* Exercise instructions: Express the material below as a two-column CSV with the columns prompt_text and answer, starting at the line that contains "of the apartment" and ending at the line that contains "[[1040, 191], [1110, 544], [1192, 543], [1161, 350]]". Give one row per answer alongside the text it answers, with each value in its own quoted field and line breaks turned into spaces.
##### Data section
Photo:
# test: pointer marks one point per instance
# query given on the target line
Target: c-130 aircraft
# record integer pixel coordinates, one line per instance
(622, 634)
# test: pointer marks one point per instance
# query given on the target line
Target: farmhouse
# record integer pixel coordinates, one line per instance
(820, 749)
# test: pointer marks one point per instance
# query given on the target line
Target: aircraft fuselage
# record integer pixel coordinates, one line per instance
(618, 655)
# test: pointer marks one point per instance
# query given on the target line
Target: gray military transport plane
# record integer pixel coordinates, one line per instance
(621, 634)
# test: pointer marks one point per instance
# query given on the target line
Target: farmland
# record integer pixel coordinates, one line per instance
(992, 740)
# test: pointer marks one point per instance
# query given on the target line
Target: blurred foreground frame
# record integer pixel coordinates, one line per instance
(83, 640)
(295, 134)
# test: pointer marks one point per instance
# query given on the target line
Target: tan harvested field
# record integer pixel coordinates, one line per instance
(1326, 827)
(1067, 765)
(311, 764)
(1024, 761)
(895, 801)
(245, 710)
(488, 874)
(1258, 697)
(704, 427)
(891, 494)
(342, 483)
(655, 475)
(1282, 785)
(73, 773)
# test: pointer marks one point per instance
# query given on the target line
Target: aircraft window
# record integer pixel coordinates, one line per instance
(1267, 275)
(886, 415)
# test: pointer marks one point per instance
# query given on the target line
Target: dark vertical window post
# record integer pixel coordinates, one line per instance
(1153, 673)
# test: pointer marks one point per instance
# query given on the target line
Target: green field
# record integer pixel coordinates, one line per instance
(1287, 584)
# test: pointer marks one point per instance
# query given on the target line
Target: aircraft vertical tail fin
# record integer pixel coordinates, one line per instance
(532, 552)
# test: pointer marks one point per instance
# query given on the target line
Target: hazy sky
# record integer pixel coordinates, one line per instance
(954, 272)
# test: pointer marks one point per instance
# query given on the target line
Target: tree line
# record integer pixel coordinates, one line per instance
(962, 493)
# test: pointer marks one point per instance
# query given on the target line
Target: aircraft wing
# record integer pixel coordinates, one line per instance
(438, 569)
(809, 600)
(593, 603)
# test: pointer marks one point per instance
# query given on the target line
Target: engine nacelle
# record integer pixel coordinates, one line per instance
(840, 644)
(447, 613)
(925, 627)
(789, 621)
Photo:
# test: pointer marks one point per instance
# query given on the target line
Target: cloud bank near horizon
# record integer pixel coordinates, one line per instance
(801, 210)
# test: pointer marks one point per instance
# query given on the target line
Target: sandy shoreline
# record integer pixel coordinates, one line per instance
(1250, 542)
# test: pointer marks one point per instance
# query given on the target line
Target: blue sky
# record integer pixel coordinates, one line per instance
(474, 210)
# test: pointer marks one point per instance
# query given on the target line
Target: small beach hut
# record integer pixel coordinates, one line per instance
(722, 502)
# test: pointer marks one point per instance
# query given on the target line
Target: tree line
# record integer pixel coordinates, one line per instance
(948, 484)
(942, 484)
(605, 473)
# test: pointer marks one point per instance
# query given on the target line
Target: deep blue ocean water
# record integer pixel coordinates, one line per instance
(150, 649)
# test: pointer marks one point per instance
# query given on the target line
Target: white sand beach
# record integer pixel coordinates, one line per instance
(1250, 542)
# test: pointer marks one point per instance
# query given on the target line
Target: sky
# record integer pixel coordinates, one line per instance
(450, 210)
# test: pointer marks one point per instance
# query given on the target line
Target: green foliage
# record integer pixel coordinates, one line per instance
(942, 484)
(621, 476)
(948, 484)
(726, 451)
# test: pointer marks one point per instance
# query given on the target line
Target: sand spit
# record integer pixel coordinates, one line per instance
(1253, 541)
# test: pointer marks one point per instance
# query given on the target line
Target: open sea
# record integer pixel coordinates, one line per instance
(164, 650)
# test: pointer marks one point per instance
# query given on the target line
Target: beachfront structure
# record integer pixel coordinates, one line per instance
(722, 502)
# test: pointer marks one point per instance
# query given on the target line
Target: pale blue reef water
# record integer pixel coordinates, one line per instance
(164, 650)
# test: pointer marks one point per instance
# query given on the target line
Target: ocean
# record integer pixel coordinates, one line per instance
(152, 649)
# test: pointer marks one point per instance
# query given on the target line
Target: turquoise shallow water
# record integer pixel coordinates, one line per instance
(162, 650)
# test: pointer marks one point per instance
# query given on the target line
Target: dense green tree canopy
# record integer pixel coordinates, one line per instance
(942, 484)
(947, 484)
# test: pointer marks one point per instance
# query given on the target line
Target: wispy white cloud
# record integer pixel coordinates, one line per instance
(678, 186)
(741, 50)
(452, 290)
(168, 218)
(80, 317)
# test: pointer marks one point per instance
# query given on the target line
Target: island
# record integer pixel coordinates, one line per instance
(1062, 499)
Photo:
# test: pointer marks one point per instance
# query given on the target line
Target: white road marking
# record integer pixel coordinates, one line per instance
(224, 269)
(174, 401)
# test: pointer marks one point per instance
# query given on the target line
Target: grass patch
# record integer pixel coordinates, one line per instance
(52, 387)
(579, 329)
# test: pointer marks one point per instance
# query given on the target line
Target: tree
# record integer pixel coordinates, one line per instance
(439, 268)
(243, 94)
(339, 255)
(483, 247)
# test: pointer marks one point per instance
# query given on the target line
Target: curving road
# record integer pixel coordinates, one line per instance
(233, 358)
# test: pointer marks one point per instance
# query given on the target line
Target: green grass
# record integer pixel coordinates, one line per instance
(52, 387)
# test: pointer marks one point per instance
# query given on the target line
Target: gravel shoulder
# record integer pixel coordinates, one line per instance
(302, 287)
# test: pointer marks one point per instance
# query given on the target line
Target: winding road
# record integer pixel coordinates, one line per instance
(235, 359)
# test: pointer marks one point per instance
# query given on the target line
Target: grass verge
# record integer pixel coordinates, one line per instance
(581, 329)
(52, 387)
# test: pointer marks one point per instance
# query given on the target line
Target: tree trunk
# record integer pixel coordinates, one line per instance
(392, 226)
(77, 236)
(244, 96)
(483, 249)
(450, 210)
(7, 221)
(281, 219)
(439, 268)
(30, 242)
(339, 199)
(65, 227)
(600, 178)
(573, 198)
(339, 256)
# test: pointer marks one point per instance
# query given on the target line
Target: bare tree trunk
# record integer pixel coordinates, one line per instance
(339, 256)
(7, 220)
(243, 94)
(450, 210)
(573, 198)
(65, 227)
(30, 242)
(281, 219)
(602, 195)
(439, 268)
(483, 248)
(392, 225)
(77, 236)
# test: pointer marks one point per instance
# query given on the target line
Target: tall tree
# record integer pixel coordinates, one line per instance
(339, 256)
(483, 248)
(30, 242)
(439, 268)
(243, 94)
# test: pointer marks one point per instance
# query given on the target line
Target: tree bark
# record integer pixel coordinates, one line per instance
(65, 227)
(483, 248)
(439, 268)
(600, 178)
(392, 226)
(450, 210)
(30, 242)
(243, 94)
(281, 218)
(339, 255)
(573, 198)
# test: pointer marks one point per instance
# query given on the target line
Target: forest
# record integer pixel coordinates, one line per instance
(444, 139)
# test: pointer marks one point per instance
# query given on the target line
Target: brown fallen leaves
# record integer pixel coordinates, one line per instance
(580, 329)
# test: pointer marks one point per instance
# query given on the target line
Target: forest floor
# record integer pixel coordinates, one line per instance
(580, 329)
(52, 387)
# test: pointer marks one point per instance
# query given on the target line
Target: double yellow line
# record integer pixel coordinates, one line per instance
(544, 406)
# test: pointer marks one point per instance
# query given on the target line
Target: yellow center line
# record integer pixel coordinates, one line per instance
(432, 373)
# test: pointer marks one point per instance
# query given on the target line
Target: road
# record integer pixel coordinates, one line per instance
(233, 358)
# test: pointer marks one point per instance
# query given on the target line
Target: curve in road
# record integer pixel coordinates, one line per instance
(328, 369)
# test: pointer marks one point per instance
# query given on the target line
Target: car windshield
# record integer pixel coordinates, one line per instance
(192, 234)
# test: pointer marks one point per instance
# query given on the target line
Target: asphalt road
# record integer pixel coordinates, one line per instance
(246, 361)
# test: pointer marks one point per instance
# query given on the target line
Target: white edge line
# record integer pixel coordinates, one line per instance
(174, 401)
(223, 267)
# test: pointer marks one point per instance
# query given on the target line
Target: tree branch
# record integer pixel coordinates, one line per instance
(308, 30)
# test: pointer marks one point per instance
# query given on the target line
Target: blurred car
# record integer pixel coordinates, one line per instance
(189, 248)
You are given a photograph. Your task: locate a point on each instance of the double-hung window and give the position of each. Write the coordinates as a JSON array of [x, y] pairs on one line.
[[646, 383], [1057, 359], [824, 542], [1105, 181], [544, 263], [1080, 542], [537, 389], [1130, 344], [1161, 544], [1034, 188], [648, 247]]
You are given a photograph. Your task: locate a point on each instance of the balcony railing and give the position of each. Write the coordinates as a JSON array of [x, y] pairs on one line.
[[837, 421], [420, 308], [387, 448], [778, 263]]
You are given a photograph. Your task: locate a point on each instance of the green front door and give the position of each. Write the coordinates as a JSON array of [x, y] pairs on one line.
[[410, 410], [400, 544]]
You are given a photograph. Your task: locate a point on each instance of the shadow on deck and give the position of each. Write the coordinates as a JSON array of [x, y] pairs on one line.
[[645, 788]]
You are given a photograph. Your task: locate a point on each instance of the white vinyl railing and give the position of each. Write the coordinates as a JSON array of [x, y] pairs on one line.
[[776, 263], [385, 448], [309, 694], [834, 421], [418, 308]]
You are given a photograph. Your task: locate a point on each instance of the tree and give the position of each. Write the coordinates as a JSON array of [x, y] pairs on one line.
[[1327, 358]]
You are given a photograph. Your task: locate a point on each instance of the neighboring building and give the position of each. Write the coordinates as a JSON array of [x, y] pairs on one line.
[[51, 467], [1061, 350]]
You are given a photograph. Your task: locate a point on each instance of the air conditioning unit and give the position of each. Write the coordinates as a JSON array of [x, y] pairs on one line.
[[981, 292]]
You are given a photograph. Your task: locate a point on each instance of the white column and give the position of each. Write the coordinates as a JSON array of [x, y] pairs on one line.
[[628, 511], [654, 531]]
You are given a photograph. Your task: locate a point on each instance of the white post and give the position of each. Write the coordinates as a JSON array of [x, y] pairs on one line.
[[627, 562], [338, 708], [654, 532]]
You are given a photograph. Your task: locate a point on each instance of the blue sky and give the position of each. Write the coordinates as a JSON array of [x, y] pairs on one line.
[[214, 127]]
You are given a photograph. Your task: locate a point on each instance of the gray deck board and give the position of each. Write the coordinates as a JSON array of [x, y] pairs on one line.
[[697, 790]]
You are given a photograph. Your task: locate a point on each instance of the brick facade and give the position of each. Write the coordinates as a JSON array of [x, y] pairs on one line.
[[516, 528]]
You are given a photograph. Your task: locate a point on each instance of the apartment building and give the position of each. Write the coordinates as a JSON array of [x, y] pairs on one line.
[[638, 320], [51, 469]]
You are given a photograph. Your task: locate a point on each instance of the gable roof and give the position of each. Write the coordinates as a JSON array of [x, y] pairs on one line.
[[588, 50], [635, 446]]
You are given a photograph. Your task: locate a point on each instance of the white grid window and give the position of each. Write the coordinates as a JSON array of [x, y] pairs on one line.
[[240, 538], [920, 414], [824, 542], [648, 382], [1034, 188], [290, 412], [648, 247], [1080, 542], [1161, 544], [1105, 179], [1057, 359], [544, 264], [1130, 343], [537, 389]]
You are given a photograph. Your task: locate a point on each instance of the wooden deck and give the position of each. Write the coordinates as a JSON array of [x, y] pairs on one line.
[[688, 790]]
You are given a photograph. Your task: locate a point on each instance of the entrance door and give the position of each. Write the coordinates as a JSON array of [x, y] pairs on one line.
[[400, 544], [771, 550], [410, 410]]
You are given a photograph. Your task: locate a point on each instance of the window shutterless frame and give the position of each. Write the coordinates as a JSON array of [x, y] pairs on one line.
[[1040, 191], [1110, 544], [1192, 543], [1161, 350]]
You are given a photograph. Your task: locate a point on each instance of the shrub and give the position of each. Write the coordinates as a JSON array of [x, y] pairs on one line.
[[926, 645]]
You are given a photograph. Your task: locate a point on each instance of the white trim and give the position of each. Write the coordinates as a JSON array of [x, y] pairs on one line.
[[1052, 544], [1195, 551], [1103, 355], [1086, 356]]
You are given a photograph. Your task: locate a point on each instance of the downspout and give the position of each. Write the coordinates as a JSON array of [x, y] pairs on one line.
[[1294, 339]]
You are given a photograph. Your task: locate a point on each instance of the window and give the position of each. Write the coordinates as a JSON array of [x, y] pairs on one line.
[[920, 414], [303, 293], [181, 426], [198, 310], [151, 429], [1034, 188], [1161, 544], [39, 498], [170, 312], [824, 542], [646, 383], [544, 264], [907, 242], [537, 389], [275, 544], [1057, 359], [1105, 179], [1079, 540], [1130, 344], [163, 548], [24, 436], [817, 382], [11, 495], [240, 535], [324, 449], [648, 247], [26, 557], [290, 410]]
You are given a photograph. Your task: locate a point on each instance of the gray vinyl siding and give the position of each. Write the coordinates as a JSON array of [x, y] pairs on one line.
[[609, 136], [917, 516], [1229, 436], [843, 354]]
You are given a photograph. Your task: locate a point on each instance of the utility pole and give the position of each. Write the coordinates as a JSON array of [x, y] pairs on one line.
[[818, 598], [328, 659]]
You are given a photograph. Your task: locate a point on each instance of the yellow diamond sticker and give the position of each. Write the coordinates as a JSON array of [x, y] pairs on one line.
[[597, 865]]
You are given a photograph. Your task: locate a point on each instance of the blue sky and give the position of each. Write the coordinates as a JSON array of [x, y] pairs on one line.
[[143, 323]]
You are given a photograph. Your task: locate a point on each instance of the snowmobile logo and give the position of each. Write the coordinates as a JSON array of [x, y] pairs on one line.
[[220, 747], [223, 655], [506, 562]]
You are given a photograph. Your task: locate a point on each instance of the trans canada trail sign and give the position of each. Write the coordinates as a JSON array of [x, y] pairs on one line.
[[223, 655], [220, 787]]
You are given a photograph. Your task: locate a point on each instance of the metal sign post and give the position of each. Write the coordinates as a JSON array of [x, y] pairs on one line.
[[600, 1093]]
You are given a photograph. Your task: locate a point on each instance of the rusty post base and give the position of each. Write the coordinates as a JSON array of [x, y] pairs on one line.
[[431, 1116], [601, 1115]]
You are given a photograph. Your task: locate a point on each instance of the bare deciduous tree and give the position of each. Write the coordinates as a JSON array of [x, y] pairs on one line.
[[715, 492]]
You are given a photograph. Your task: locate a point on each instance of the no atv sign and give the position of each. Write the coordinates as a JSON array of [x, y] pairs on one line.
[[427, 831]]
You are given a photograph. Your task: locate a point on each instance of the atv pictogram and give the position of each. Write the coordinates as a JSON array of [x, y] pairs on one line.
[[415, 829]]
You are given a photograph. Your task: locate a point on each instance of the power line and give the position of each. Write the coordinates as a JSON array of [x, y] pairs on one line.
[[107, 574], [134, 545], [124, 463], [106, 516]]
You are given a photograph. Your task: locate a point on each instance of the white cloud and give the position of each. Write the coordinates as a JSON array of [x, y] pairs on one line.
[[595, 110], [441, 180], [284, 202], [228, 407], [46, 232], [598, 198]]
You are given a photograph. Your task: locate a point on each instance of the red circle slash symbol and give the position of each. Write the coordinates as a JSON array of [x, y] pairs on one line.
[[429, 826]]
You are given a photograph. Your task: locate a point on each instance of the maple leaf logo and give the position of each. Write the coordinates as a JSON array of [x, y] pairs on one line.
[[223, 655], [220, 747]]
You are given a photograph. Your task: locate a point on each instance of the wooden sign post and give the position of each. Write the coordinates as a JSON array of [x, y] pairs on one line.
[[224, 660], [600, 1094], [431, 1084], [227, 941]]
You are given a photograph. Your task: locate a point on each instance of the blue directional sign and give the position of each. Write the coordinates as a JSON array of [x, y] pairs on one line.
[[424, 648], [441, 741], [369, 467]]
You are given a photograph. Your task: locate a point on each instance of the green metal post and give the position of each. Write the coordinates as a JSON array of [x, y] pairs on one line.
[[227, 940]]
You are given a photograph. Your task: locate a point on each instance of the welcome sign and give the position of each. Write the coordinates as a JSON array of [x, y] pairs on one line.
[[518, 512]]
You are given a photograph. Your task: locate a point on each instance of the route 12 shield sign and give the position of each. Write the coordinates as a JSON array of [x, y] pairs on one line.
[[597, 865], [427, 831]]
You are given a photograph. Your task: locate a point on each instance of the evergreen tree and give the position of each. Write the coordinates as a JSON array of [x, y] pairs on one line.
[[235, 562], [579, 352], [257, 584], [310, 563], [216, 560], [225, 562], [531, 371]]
##########
* Solution for this task:
prompt_text,answer
"You are given a photograph. Your task: locate a point on each instance of the apartment building and give the position of each. Write the coordinates as a JSON array of [x, y] pairs on one line.","[[638, 320], [51, 469]]"
"You are given a photograph. Your task: locate a point on each instance of the gable roof and give the position of each. Write the coordinates as a JSON array of [x, y] pairs on one line.","[[588, 50], [635, 446]]"
"You are given a photograph. Your task: locate a point on each instance of the white grid window and give the position of each. Write the coordinates as a JSON array of [x, y] pairs on one line.","[[240, 538], [920, 414], [824, 542], [648, 382], [1034, 188], [290, 412], [648, 247], [1080, 542], [1161, 544], [1105, 179], [1057, 359], [544, 264], [1130, 343], [537, 389]]"
"You are given a photograph. Your task: locate a point on each instance of the wooden deck and give the position of each. Write the coordinates as a JSON array of [x, y] pairs on one line.","[[688, 790]]"
"You are given a photograph. Your task: locate a point on each instance of the entrance door and give the position of each. Write the coordinates as a JSON array of [x, y] pairs on one line.","[[400, 544], [771, 550], [410, 410]]"
"You are given a photograph. Your task: locate a point on each instance of the window shutterless frame and give the position of each. Write the coordinates as a JSON array of [x, y] pairs on one line.","[[1040, 191], [1110, 544], [1192, 543], [1161, 350]]"